Let's Make Robots!

Linear Servos

hey, anyone know where i can find a linear servo or actuator that is capable of pushing a piano key down :) Thanks!

Comment viewing options

Select your preferred way to display the comments and click "Save settings" to activate your changes.
Just found cheap solenoids at BGMicro. They do operate allow 100% duty at 5 volts, but they are pull types and would be drawing 1.85 A at that 5 volt level (2.7 ohm coil).
I'd go for pneumatic!

I found a page eventually by searching for "piano key force" (was on second page I think) on Google. It shows that a stroke for a piano key may go to depth of 1.2 cm, and require a force of 167.51 g-cm/s^2 to be depressed at an acceleration of of 1 cm/s^2. A basic HiTec HS-311 servo has a torque of 3024 g-cm (42 oz-in) and has a speed of 60 degrees in 0.19 seconds. So if you used a 5 cm arm on the servo, the end would travel about 5 cm in 0.19 seconds (equilateral triangle). You only need 1.2 cm of travel so you would have to limit the position travel in software.

___

SET EXERCISE A — Output the records from their first line through the line containing "[384,0,960,533]", inclusive, reproducing each line precisely.
The forum thread and the records are drawn from unrelated sources.

Stored data —
___

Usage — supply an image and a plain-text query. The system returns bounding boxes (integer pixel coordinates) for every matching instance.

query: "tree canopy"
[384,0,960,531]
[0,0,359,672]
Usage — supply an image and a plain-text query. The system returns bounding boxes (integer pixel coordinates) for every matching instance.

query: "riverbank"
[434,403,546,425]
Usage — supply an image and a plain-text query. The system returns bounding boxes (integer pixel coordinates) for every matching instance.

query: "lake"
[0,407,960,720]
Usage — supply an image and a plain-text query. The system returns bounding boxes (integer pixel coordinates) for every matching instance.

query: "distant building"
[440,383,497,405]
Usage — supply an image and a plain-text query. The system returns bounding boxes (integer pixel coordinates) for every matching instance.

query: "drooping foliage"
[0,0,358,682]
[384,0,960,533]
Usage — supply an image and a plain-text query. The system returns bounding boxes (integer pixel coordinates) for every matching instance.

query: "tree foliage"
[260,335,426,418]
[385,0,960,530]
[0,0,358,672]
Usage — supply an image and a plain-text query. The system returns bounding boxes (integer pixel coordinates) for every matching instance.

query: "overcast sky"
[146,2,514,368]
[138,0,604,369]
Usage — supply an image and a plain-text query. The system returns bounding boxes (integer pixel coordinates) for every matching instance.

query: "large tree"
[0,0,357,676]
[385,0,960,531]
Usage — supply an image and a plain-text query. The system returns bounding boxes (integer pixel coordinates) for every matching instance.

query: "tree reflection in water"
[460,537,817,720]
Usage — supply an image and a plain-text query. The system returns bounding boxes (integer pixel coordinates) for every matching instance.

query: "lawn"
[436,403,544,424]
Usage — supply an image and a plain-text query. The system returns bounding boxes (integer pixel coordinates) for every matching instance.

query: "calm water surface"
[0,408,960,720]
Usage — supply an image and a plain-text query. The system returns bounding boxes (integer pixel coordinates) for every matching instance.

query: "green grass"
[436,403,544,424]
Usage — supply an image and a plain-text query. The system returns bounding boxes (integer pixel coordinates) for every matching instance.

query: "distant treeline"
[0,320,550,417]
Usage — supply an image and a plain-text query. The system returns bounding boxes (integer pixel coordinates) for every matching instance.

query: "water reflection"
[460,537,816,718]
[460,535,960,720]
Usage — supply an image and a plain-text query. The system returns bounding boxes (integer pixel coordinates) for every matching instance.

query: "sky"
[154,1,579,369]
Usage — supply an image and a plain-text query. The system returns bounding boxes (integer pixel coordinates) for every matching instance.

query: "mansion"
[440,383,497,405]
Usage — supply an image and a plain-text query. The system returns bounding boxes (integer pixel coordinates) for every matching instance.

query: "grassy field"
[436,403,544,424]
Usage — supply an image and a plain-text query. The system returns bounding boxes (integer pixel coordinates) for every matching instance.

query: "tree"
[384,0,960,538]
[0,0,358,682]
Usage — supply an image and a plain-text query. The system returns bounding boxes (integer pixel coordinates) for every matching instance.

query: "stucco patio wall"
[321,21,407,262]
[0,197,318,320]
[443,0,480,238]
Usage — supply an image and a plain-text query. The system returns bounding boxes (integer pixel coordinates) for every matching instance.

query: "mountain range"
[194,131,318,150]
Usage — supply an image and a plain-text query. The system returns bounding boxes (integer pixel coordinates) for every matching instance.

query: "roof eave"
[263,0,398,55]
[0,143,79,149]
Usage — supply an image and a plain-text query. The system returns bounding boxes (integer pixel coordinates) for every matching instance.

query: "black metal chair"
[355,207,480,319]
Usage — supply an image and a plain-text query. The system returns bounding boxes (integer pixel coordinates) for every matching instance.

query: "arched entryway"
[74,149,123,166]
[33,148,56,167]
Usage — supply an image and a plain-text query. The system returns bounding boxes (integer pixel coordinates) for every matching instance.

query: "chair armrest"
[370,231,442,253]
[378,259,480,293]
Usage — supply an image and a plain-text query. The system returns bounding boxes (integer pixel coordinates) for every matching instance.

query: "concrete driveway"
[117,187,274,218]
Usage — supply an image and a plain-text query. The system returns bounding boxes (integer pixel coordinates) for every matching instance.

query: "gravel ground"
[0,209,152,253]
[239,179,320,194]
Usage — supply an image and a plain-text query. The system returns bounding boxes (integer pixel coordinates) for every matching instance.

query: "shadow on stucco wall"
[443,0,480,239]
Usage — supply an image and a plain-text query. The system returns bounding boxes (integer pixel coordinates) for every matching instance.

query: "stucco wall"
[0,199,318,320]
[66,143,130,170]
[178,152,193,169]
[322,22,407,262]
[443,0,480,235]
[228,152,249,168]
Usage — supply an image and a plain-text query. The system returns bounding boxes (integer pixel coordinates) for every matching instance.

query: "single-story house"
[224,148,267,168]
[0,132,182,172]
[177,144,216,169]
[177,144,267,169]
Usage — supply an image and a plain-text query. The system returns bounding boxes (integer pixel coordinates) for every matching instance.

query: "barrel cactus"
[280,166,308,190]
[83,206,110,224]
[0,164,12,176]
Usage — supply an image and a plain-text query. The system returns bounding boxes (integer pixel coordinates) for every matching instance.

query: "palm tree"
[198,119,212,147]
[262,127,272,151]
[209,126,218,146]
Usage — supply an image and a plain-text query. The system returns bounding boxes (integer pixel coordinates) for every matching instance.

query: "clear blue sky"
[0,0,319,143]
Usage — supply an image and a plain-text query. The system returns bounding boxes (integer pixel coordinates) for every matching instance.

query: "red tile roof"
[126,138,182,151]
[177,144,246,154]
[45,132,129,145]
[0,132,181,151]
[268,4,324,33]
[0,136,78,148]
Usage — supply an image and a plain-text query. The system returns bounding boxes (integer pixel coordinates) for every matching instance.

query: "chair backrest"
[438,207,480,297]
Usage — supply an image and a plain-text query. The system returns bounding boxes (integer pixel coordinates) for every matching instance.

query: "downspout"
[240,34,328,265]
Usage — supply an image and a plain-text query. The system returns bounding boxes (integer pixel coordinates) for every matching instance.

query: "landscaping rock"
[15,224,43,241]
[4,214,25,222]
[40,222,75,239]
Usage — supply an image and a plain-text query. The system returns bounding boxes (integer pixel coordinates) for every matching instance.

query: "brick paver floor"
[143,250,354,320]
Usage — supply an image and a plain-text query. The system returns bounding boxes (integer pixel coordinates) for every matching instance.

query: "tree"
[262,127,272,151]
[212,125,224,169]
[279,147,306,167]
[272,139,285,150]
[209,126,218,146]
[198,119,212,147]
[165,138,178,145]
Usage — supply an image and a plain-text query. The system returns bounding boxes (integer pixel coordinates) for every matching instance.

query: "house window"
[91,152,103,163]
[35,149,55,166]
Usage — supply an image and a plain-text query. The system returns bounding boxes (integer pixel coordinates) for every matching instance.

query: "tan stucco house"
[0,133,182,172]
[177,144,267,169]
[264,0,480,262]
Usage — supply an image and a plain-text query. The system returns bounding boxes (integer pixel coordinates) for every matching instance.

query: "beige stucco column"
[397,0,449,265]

___

SET EXERCISE B — Return the forum thread on linear servos in full, unchanged.

RIGHT ANSWER A —
Usage — supply an image and a plain-text query. The system returns bounding boxes (integer pixel coordinates) for every matching instance.

query: "tree canopy"
[384,0,960,531]
[0,0,359,672]
Usage — supply an image and a plain-text query. The system returns bounding boxes (integer pixel coordinates) for every matching instance.

query: "riverbank"
[434,403,546,425]
Usage — supply an image and a plain-text query. The system returns bounding boxes (integer pixel coordinates) for every matching instance.

query: "lake"
[0,407,960,720]
Usage — supply an image and a plain-text query. The system returns bounding boxes (integer pixel coordinates) for every matching instance.

query: "distant building"
[440,383,497,405]
Usage — supply an image and a plain-text query. The system returns bounding boxes (integer pixel coordinates) for every matching instance.

query: "drooping foliage"
[0,0,358,682]
[384,0,960,533]

RIGHT ANSWER B —
Let's Make Robots!

Linear Servos

hey, anyone know where i can find a linear servo or actuator that is capable of pushing a piano key down :) Thanks!

Comment viewing options

Select your preferred way to display the comments and click "Save settings" to activate your changes.
Just found cheap solenoids at BGMicro. They do operate allow 100% duty at 5 volts, but they are pull types and would be drawing 1.85 A at that 5 volt level (2.7 ohm coil).
I'd go for pneumatic!

I found a page eventually by searching for "piano key force" (was on second page I think) on Google. It shows that a stroke for a piano key may go to depth of 1.2 cm, and require a force of 167.51 g-cm/s^2 to be depressed at an acceleration of of 1 cm/s^2. A basic HiTec HS-311 servo has a torque of 3024 g-cm (42 oz-in) and has a speed of 60 degrees in 0.19 seconds. So if you used a 5 cm arm on the servo, the end would travel about 5 cm in 0.19 seconds (equilateral triangle). You only need 1.2 cm of travel so you would have to limit the position travel in software.